WHAT YOU ARE ASKED TO DO — Skip the images and return the records below exactly.

###

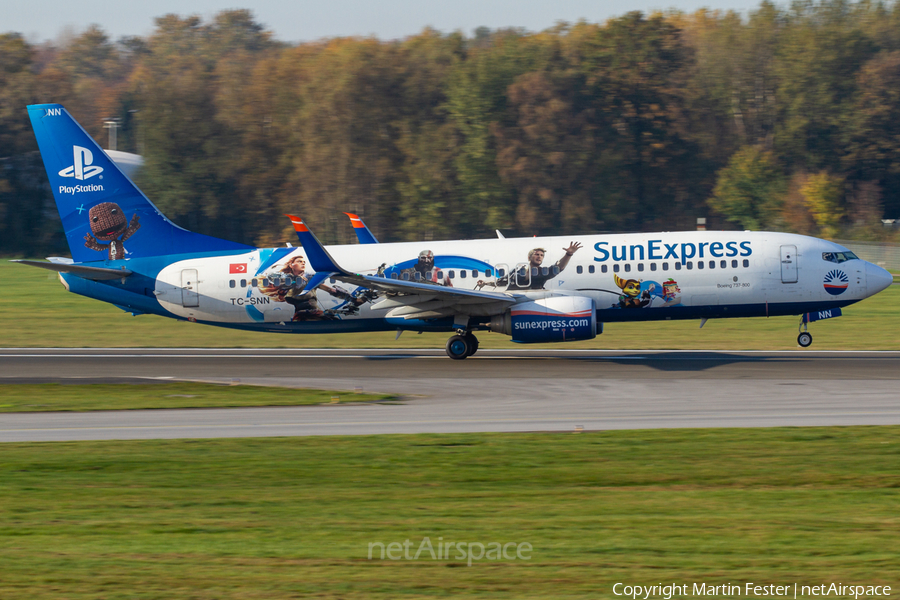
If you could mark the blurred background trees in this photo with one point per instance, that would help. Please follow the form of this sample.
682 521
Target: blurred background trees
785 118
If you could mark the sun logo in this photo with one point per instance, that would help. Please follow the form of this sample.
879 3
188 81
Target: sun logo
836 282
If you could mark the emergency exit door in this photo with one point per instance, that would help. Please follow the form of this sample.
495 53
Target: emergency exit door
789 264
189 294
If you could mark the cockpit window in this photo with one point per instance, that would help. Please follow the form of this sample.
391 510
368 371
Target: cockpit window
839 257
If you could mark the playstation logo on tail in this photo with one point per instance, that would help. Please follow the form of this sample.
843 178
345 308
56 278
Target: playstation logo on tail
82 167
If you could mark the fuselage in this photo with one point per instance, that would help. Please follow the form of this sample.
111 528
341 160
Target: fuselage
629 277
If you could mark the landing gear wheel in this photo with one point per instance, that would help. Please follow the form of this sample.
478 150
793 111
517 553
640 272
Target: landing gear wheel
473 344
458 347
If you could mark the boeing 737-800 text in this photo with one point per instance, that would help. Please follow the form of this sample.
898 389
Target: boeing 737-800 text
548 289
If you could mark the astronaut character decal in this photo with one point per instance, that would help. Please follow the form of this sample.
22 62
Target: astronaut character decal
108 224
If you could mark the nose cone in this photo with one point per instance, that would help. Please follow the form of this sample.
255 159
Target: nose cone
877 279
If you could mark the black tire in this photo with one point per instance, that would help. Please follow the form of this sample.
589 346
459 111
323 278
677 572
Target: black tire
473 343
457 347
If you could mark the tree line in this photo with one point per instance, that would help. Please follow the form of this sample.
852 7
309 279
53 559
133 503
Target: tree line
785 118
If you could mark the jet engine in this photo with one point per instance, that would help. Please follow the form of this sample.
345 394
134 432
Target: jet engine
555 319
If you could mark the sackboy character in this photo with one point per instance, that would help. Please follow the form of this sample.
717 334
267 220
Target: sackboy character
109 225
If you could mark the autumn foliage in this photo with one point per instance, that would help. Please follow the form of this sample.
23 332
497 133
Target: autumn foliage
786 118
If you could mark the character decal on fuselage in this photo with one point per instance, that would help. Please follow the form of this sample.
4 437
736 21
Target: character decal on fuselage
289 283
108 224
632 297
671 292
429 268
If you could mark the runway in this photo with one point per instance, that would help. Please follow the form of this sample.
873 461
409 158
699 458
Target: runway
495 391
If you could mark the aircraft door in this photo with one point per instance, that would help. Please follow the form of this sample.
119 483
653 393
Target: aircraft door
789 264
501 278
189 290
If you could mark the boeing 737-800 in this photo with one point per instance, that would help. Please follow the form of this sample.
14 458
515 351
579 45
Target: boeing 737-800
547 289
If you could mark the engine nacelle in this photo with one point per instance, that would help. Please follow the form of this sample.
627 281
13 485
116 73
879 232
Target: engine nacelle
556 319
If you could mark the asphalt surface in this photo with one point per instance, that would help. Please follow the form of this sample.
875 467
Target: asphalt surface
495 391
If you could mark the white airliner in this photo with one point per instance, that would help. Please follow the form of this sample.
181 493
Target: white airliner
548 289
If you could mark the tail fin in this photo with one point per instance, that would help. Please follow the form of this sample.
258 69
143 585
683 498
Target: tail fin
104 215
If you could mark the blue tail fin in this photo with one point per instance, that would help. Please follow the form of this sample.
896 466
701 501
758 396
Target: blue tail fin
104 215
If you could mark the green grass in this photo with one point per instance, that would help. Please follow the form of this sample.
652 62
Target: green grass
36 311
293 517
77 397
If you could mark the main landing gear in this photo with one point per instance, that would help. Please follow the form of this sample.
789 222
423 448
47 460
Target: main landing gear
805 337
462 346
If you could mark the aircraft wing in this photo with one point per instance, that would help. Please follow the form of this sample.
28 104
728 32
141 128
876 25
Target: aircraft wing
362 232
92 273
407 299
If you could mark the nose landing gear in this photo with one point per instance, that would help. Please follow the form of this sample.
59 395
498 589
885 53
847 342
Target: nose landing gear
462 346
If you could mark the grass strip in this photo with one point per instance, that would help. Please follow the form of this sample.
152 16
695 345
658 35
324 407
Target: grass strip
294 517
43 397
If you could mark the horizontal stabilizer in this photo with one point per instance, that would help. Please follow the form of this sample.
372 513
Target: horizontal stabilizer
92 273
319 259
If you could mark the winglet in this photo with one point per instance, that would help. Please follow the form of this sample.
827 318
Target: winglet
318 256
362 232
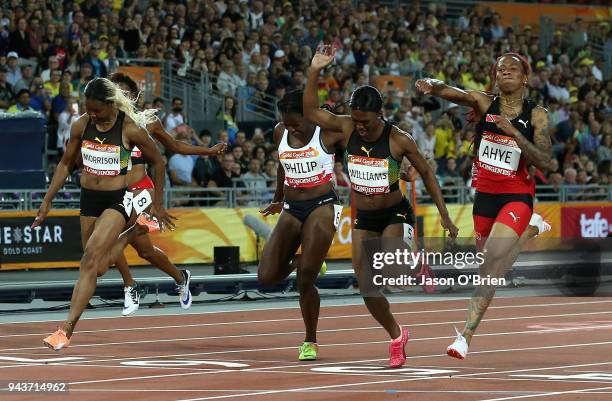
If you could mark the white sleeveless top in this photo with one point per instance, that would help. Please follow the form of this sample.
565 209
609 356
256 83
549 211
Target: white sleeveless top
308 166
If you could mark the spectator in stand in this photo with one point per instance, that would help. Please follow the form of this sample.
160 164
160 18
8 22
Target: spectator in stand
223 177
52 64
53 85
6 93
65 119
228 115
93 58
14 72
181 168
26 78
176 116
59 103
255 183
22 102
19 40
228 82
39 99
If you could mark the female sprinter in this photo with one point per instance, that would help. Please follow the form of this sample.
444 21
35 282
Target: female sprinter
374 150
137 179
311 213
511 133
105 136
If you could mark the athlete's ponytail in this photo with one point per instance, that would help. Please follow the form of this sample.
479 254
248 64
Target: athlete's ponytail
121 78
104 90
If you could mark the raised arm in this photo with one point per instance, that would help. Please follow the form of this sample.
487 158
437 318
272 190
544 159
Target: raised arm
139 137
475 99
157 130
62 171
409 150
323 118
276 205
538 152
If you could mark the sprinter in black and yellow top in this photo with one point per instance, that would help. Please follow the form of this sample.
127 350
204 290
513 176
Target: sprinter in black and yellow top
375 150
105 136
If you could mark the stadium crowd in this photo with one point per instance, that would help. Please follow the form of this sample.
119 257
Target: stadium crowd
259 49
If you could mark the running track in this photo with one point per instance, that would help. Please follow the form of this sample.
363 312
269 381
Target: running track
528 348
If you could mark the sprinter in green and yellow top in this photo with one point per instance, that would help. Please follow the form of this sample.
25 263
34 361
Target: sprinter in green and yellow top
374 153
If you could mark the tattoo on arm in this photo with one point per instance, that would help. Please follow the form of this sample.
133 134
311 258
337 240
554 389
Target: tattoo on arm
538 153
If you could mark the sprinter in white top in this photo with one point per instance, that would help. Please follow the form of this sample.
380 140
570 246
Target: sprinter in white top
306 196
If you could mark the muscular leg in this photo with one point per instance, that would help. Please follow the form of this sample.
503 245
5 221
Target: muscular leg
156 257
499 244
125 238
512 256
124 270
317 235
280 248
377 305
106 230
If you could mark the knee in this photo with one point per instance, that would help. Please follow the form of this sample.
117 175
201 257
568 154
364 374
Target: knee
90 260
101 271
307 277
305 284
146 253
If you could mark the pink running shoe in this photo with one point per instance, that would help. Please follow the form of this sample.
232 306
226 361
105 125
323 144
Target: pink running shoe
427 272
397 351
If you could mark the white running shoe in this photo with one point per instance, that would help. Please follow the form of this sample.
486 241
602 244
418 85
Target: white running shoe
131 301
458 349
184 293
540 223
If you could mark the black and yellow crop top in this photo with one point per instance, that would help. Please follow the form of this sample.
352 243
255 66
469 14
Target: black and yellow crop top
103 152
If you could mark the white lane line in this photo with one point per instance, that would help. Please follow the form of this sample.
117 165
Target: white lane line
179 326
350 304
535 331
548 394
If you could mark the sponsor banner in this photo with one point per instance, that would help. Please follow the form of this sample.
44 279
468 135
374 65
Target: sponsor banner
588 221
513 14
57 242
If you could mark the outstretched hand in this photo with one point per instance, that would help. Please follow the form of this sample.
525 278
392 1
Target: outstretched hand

###

THE COMPLETED TASK —
If you could mark the blurred background trees in this photo with one point per instance, that would help. Please follow the form of this sample.
682 521
Target: blurred background trees
785 118
If you could mark the sun logo in this photo with one point per instance, that would help. Please follow the form of this sample.
879 3
188 81
Target: sun logo
836 282
If you could mark the emergency exit door in this photo with one point per instance, that would help. Please follow the form of this sample.
495 53
Target: emergency exit door
789 264
189 294
If you could mark the cockpit window in this photo with one point per instance, that would help. Please follow the form of this sample.
391 510
368 371
Target: cockpit window
839 257
If you could mark the playstation logo on tail in this photo with one point per instance, that would help. Please follow the form of this sample.
843 178
345 308
56 278
Target: playstation logo on tail
82 167
If you could mark the fuselage in this photo with one point per instance, that would help. Please follow the form of this sample.
111 528
341 160
Target: fuselage
629 277
If you could mark the landing gear wheel in this photo with one point per instance, that would help. Please follow the form of this sample.
478 150
793 111
517 553
640 272
Target: landing gear wheel
473 344
458 347
If you could mark the boeing 737-800 text in this photo with one point per instance, that would help. Please follow the form of this sample.
898 389
Target: boeing 737-800 text
548 289
If you could mark the astronaut character decal in this photo with one point per instance, that would help. Please follow the form of this sample.
22 62
Target: astronaut character decal
108 224
If you could mark the nose cone in this photo with one point per instance, that would help. Please follow the form of this sample.
255 159
Target: nose cone
877 279
If you could mark the black tire in this photo with one point per instance, that would help. Please follow the form of this sample.
589 346
459 111
323 278
677 572
Target: black tire
473 343
457 347
If you could mark the tree line in this photo with one point per instance, that would help. Please follow the form of this sample.
852 7
309 279
53 559
133 503
Target: tree line
785 118
If you could mark the jet engine in this photo with one point per instance, that would help. Please follow the form of this sample.
345 394
134 432
Target: jet engine
555 319
If you could mark the sackboy character in this photo with one point per instance, that would help. Please follow the form of this sample.
717 334
267 220
Target: sackboy character
109 225
If you could mark the autumn foliage in this photo with one point per instance, that would help. Please follow the form of this sample.
23 332
497 133
Target: autumn foliage
786 118
If you could mark the character decal on fuselage in this photo with one point per instance, that would help. Please follow the form of this sample.
4 437
736 21
Target: character decal on fuselage
289 283
108 224
632 297
671 292
429 268
If you could mark the runway in this photo with one point per instance, that would help. Please follow the form of this sample.
873 461
409 158
699 458
Target: runway
495 391
If you could mark the aircraft door in this photo with one point per instance, that would help. Please follow the form of this sample.
119 483
653 393
Target: aircraft door
789 264
501 278
189 290
If you could mark the boeing 737-800 in this photo with one point per instance, that would help. Please follow the form of this sample.
14 458
515 351
579 45
Target: boeing 737-800
547 289
If you could mark the engine nacelle in this photo with one point per instance, that would help. Please follow the form of this sample.
627 281
13 485
116 73
879 232
Target: engine nacelle
556 319
If you could mark the asphalt surface in this photo with one point per instance, that would help. Please follow the form of this sample.
875 467
Target: asphalt surface
495 391
If you could mark the white airliner in this photo with one point per instance, that would help. Please follow the form of this sample.
181 493
Target: white airliner
548 289
If you could mark the tail fin in this photo with one point per instance, that would help. Please follow the form of this sample.
258 69
143 585
683 498
Target: tail fin
104 215
If you could mark the blue tail fin in this photo with one point per instance, that would help. Please follow the form of this sample.
896 466
701 501
758 396
Target: blue tail fin
104 215
If you could mark the green grass in this photo with one point per instance, that would help. Please follow the form of this sample.
652 62
Target: green grass
36 311
293 517
77 397
If you could mark the main landing gear in this photo with one point per instance, that would help. Please follow the form of this sample.
789 222
423 448
47 460
Target: main landing gear
805 337
462 346
If you could mark the aircraft wing in this photo with one point per instance, that would help. Please follow the form of this sample.
28 104
728 32
141 128
876 25
Target: aircraft wing
362 232
92 273
407 299
If you could mark the nose landing gear in this photo with one point per instance, that would help. Please follow the form of this sample.
59 395
498 589
885 53
847 342
Target: nose landing gear
462 346
If you could mark the grass strip in this photo with one point per instance, that would help. Please follow the form of this sample.
152 16
695 345
658 35
324 407
Target: grass strip
294 517
43 397
If you could mark the horizontal stabilizer in this photo with one point per instance, that would help. Please follow the form of this sample.
372 513
Target: horizontal stabilizer
92 273
319 259
If you could mark the winglet in this photo with one point per instance, that would help. Please follow the form of this sample.
827 318
Target: winglet
318 256
362 232
If you could mark the white sleeveless top in this photo with one point per instance, that would help. Please follow the form of this sample.
565 209
609 356
256 83
549 211
Target: white sleeveless top
308 166
If you could mark the spectator in stand in this photo with one point per instance, that would help. Please follow the form of this sample.
160 164
160 18
8 22
Target: spectator in stand
223 177
52 64
53 85
6 93
65 119
228 115
93 58
14 72
181 168
26 78
176 116
59 103
255 183
22 102
19 40
228 82
39 99
If you could mark the female sprinter in this photo with one point per instance, that would help. Please follow the form of this sample.
444 21
35 282
Target: female sprinter
374 150
137 179
311 213
511 133
105 136
If you could mark the athlete's ponytail in this photo with one point per instance, that would help. Please follow the form of this sample.
479 254
248 64
Target: athlete's ponytail
121 78
104 90
If you could mark the raised arm in this photo with one point per instance, that would help. Please follow the form of this sample.
487 158
437 318
272 190
544 159
Target: raised arm
139 137
475 99
157 130
62 171
409 150
323 118
276 205
538 152
If you could mark the sprinter in black and yellow top in this photo with one point per instance, that would help. Please follow the form of this sample.
127 350
204 290
513 176
Target: sprinter in black and yellow top
375 150
105 136
If you could mark the stadium crowd in this photo with one point per instance, that would help. Please follow the form of this sample.
119 257
Target: stadium crowd
259 49
If you could mark the running track in this photo with one point per instance, that would help. Please follow the form of this sample.
363 312
269 381
Target: running track
528 348
If you could mark the sprinter in green and yellow top in this photo with one point per instance, that would help. Please follow the form of this sample.
25 263
34 361
Target: sprinter in green and yellow top
374 153
If you could mark the tattoo on arm in this photo with one point per instance, that would help. Please follow the form of this sample.
133 134
311 258
337 240
554 389
Target: tattoo on arm
538 153
If you could mark the sprinter in white top in this photo with one point per instance, that would help. Please follow the form of this sample.
380 140
570 246
Target: sprinter in white top
306 196
If you could mark the muscular leg in this photo with one point per instance, that would help. Please follow the form of this sample.
503 245
5 221
Target: muscular leg
156 257
499 244
125 238
512 256
124 270
317 235
280 248
377 305
106 230
If you could mark the knee in this photo with one point per instance, that would help. Please follow the form of this sample.
117 175
201 257
568 154
364 374
Target: knee
90 260
101 271
307 277
305 284
146 253
If you could mark the pink running shoe in this photo with one point per instance, that would help. Please follow the form of this sample.
232 306
226 361
105 125
323 144
Target: pink running shoe
427 272
397 351
If you could mark the white running shoe in this photo with one point per instance, that would help. Please follow the form of this sample.
486 241
602 244
418 85
Target: white running shoe
131 301
458 349
184 293
540 223
If you could mark the black and yellow crop top in this photo with one point per instance, that would help. Please follow the form of this sample.
352 243
255 66
469 14
Target: black and yellow crop top
103 152
If you could mark the white lane line in this photo with one point per instance, that would help. Please follow the form of this sample.
117 165
Target: white lane line
179 326
350 304
535 331
548 394
If you could mark the sponsor banner in this photo with one point per instance, that would help. Please follow the form of this sample.
44 279
468 135
374 65
Target: sponsor banner
588 221
513 14
57 242
If you could mark the outstretched hand in this photo with one point per instance, that would help. Please follow the form of this sample.
525 278
392 1
Target: outstretched hand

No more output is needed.